*Entries shown:*
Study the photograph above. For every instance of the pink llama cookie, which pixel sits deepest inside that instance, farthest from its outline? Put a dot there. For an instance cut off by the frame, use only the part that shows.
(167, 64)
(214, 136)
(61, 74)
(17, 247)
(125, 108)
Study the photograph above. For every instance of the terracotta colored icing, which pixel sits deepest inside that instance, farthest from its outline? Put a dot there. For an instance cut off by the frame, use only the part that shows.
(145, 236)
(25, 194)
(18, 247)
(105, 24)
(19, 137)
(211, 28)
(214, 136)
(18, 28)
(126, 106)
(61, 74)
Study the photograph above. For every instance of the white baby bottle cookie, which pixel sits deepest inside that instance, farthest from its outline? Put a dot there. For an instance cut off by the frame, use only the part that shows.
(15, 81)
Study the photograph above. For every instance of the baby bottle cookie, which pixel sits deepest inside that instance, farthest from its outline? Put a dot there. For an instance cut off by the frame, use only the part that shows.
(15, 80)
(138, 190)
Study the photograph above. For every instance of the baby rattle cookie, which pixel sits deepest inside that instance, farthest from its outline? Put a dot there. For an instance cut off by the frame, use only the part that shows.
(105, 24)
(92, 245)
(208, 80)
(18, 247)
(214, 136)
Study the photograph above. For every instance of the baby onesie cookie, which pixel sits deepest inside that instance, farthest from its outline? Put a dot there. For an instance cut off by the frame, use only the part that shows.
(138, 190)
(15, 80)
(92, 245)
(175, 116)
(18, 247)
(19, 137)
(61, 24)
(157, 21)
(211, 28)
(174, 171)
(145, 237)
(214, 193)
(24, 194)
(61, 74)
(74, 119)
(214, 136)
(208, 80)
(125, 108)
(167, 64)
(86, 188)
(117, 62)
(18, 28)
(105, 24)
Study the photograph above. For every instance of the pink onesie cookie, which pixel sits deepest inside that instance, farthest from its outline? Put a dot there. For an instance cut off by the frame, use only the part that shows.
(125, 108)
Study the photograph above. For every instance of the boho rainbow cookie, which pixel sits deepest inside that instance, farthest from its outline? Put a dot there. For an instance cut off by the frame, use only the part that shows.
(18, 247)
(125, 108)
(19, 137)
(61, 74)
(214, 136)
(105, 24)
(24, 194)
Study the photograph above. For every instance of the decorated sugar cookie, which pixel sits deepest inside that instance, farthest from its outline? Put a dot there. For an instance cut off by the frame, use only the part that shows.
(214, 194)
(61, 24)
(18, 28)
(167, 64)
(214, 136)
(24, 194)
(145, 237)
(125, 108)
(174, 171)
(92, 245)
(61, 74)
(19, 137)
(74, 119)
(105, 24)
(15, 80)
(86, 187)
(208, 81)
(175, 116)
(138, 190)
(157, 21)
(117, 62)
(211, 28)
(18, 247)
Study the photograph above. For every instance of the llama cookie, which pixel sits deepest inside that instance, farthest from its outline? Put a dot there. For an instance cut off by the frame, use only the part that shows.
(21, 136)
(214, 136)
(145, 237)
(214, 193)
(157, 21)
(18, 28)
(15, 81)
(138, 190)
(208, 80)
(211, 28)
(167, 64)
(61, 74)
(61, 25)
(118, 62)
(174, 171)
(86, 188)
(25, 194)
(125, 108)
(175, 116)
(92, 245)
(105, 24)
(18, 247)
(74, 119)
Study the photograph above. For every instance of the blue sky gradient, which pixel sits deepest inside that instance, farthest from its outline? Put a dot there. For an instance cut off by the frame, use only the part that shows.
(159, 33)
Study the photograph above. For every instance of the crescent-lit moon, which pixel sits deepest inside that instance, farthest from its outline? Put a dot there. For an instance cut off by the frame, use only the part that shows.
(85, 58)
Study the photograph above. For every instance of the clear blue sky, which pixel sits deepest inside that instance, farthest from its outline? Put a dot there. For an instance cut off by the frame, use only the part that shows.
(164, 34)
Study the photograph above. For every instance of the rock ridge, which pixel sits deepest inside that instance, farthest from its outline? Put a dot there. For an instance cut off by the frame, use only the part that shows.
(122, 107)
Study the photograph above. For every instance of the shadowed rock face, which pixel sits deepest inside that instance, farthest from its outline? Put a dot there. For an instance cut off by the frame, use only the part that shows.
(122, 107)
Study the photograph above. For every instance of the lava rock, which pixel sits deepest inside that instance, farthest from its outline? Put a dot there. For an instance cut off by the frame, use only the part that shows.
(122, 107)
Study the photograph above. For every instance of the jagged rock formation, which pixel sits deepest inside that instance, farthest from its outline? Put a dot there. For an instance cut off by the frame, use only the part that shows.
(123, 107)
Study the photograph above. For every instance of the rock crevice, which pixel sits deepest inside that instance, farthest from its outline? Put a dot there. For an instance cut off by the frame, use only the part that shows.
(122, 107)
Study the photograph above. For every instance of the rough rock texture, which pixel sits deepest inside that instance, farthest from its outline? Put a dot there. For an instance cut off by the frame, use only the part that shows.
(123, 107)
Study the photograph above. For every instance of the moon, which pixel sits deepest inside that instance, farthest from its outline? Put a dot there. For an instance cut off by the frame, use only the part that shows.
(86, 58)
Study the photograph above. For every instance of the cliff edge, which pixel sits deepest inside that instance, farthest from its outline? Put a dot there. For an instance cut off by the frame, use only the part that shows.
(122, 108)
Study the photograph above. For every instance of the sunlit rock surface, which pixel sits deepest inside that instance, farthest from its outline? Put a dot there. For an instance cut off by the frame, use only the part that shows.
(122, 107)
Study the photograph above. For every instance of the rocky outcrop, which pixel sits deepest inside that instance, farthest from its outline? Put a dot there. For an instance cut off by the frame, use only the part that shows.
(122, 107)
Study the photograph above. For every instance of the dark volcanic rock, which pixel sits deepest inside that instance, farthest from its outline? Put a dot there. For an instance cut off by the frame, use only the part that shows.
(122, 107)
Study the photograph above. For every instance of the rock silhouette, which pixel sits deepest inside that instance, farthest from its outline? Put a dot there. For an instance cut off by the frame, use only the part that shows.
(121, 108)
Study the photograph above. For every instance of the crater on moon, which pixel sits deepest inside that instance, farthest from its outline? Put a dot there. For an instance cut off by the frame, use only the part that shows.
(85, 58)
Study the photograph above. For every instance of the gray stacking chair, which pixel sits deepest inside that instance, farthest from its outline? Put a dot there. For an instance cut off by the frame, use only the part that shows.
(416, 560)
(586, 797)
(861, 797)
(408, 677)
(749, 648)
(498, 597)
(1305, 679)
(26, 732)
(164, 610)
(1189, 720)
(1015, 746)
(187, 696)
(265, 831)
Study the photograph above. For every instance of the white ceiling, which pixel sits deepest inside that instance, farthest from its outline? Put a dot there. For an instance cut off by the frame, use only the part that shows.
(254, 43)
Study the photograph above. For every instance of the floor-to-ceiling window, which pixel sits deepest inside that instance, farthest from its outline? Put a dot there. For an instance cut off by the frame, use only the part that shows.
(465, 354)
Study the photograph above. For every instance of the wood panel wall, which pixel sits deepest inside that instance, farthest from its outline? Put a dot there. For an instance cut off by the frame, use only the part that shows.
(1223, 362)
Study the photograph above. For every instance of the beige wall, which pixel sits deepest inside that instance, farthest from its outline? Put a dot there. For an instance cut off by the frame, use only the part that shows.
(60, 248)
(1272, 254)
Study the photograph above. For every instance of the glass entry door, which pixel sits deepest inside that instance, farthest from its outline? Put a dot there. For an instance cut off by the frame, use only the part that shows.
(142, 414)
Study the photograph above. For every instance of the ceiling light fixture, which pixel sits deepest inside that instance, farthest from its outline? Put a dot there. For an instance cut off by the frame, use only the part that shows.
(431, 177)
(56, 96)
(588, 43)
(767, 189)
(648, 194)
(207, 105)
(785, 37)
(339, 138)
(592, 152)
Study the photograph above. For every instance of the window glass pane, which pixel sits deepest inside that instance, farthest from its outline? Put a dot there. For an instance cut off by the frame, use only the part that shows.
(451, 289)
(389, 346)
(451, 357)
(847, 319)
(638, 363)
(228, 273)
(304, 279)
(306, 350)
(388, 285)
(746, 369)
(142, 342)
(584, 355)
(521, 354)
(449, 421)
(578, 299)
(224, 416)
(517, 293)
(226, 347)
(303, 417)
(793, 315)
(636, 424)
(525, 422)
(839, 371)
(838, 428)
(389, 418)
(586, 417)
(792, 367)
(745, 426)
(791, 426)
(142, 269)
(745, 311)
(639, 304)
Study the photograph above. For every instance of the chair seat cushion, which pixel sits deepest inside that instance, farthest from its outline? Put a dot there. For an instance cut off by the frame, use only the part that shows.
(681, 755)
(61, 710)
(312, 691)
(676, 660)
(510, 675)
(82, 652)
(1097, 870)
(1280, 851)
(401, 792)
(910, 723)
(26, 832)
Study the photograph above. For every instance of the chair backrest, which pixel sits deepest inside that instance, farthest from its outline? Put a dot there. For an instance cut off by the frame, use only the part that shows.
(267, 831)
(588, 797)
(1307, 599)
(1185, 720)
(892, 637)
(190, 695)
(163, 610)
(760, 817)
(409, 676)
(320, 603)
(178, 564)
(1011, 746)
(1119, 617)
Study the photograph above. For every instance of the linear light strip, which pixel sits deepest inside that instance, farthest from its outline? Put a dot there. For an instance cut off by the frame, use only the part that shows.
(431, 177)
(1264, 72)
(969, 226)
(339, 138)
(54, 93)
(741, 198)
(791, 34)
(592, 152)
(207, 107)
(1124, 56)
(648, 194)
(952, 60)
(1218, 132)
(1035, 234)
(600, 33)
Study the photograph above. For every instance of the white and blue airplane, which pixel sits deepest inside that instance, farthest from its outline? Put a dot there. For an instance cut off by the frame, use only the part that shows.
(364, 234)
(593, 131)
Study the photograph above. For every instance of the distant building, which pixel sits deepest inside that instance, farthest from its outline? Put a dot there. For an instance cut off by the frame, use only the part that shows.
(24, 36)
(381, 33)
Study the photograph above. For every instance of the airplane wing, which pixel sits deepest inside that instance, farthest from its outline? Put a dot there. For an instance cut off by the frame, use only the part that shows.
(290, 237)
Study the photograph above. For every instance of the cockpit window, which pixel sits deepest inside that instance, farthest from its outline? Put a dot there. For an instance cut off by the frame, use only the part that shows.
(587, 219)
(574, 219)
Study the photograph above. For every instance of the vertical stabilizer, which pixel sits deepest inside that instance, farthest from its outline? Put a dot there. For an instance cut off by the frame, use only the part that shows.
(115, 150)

*What you have to do:*
Copy out every line exactly as it appears, from the line containing "Study the photograph above. For every instance of the vertical" down to the end of the records.

*Output below:*
Study the photograph above. For every instance of the vertical stabilizer, which pixel sits deepest inside that instance, farthest from its outline? Put a dot there. For an instance cut off by the frame, use only the part that shows.
(115, 150)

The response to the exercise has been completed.